## Directions
Please copy each line of the data that includes the string "reflection".
==*==
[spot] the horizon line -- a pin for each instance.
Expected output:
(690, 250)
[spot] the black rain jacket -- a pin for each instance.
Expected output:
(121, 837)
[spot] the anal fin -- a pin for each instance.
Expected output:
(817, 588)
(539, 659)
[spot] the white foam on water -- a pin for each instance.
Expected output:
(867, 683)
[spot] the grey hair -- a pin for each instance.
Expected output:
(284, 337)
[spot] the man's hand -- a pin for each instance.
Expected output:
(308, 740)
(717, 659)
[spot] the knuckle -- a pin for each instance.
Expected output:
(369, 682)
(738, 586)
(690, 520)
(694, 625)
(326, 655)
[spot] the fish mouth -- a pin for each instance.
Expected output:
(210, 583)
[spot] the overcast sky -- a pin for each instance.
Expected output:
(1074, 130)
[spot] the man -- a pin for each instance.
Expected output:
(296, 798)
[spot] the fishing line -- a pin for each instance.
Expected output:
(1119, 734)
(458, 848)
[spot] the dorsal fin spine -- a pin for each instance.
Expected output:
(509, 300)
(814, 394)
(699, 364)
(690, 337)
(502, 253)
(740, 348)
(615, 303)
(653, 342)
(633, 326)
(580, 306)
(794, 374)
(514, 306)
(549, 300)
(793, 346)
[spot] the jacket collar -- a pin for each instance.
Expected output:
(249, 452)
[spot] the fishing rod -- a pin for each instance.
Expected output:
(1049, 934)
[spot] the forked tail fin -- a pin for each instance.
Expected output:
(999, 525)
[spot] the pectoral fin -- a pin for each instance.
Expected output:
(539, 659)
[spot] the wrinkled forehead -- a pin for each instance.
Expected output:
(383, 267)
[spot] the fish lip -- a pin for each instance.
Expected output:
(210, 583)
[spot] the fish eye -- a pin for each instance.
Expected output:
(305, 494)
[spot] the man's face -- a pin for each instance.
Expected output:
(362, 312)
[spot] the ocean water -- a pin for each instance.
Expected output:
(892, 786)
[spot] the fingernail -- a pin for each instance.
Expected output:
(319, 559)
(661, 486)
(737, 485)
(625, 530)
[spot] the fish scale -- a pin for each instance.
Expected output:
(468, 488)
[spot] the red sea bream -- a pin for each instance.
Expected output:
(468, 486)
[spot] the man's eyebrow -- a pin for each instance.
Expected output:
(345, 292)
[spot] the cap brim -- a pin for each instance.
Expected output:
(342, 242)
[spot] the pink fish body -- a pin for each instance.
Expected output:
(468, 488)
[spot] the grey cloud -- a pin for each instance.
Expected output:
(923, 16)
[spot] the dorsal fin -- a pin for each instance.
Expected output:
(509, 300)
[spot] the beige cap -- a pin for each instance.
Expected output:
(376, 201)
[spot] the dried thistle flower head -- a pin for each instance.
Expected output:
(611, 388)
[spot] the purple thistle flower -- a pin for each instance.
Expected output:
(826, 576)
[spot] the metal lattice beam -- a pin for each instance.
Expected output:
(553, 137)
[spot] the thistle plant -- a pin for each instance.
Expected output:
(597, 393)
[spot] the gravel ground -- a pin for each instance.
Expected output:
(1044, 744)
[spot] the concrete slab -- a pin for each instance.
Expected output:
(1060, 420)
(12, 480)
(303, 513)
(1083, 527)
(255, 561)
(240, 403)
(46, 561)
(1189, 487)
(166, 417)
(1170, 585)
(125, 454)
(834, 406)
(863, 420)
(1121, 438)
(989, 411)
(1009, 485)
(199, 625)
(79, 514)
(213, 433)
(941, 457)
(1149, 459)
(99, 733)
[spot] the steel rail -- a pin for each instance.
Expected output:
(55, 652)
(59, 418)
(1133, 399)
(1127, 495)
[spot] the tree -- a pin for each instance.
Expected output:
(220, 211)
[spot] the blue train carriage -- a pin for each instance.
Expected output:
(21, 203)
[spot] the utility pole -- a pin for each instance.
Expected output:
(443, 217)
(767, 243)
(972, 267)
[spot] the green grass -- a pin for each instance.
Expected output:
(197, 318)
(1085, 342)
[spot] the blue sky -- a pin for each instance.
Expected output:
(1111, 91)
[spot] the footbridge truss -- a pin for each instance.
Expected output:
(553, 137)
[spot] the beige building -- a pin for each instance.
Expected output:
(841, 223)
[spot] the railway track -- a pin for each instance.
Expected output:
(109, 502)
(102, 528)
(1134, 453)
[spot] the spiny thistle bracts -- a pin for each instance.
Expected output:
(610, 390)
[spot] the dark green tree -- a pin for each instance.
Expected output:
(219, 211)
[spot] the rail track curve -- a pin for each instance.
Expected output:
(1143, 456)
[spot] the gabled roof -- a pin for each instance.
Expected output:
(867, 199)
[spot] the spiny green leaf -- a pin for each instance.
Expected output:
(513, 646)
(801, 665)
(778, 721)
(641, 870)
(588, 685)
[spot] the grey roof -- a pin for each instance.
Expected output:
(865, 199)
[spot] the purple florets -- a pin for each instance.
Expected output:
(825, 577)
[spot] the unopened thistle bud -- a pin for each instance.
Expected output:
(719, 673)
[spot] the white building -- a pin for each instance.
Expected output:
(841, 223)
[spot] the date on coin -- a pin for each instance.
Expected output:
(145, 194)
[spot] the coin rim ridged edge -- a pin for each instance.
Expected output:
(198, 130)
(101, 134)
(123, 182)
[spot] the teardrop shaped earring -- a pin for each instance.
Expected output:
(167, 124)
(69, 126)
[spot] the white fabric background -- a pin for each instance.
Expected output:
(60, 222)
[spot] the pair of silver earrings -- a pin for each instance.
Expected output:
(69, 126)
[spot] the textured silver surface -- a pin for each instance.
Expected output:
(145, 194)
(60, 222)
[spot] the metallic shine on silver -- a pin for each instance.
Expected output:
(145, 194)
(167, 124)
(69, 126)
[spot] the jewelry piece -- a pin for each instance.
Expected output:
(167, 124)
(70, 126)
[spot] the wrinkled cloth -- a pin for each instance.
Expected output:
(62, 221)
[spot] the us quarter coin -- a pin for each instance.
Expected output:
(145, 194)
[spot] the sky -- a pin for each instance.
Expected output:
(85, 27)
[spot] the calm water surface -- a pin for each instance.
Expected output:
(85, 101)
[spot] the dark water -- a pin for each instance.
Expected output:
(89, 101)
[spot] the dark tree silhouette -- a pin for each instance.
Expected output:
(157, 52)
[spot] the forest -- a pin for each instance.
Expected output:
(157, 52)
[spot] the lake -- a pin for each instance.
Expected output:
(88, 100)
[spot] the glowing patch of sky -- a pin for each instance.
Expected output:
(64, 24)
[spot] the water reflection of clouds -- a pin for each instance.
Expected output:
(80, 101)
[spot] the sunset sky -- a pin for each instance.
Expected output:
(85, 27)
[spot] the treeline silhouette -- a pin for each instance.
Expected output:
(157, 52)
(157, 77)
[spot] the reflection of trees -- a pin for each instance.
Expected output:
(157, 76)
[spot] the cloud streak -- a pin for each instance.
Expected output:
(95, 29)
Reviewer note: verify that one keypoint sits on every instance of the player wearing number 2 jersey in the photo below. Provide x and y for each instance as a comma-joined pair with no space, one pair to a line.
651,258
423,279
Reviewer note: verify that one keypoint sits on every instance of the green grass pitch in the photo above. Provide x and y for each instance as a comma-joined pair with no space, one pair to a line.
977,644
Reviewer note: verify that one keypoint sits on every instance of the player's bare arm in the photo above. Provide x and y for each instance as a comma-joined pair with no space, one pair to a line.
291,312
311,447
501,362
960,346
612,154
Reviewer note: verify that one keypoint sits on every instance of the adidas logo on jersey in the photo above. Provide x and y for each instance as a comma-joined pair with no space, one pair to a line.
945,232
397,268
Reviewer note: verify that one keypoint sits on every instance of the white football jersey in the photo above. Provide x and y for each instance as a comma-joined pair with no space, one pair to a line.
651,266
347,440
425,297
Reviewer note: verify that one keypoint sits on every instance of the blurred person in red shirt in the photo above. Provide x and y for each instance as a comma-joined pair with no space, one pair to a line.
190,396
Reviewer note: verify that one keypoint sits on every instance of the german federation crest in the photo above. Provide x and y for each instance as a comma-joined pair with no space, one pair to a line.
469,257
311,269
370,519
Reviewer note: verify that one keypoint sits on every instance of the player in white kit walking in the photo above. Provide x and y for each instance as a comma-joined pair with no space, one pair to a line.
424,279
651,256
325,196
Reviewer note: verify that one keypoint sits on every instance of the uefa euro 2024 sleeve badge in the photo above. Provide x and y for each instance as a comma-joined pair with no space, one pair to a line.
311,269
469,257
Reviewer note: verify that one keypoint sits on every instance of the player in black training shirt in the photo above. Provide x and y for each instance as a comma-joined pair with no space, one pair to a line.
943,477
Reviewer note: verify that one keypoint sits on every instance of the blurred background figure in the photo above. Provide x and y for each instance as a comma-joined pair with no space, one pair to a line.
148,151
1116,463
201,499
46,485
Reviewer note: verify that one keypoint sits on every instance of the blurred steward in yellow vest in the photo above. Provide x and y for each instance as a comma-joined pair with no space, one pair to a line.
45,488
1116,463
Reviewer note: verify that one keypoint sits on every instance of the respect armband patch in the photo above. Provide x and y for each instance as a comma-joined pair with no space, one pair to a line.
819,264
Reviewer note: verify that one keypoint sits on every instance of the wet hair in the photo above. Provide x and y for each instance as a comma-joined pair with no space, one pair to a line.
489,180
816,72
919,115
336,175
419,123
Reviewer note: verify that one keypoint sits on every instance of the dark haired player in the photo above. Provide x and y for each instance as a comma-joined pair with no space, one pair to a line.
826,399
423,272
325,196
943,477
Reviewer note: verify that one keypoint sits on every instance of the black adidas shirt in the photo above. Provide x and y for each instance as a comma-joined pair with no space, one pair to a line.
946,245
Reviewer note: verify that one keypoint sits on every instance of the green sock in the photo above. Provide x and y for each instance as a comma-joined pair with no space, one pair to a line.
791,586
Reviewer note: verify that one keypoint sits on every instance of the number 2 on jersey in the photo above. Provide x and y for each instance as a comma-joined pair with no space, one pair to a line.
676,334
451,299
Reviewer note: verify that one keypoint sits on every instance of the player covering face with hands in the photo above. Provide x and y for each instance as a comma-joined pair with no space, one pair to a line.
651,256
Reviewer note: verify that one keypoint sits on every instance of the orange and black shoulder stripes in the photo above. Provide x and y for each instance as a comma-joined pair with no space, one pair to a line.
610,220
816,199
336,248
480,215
==*==
## Exercise solution
[spot] the water reflection of clouds -- a pin for each instance.
[spot] the reflection of trees -- a pin for each instance.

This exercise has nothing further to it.